Interesting it doesn't report FEC or autonegotiation. Hmm.
>
> > 3. "ethtool -S eno1" to see if any other stats are reported that might
> help us isolate whats going on.
>
> ethtool -S eno1
> NIC statistics:
Snipped the stats. It looks like there wasn't much useful there. No
traffic was sent, and there is only this lsc_int count of 1, which
indicates that a check link status interrupt was fired.. but its only
triggered once.
>
> > Do you happen to know if any particular in-kernel driver version worked?
> > It would help limit the search for regressing commits.
>
> I can't retrieve the driver version itself via a “modinfo ixgbe” (no
> field mentions it) but the driver built into Debian 11 kernel
> 5.10.0-10-amd64 works perfectly. Debian 12's 6.1.76-amd64 and Debian
> 13's 6.6.15-amd64 are problematic. If you have a method of retrieving
> more precise information, I'd be delighted to provide it.

● Data extract:

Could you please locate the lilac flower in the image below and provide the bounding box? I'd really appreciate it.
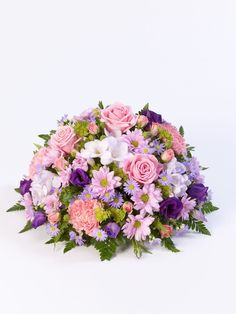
[46,223,60,237]
[93,228,107,241]
[158,171,173,185]
[122,130,146,153]
[122,215,154,241]
[32,212,47,229]
[110,193,124,208]
[92,166,121,197]
[70,168,90,187]
[105,222,120,239]
[178,195,196,220]
[131,184,162,214]
[79,185,93,201]
[69,231,84,246]
[124,179,139,195]
[150,140,165,155]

● Brief 1: Transcribe everything in the driver thread from "Interesting it doesn't" down to "whats going on.".
● Brief 2: In the driver thread, which Debian 11 kernel has a built-in driver that works perfectly?
The lines are material apart from the driver thread.

● Final result 1:
Interesting it doesn't report FEC or autonegotiation. Hmm.
>
> > 3. "ethtool -S eno1" to see if any other stats are reported that might
> help us isolate whats going on.

● Final result 2: 5.10.0-10-amd64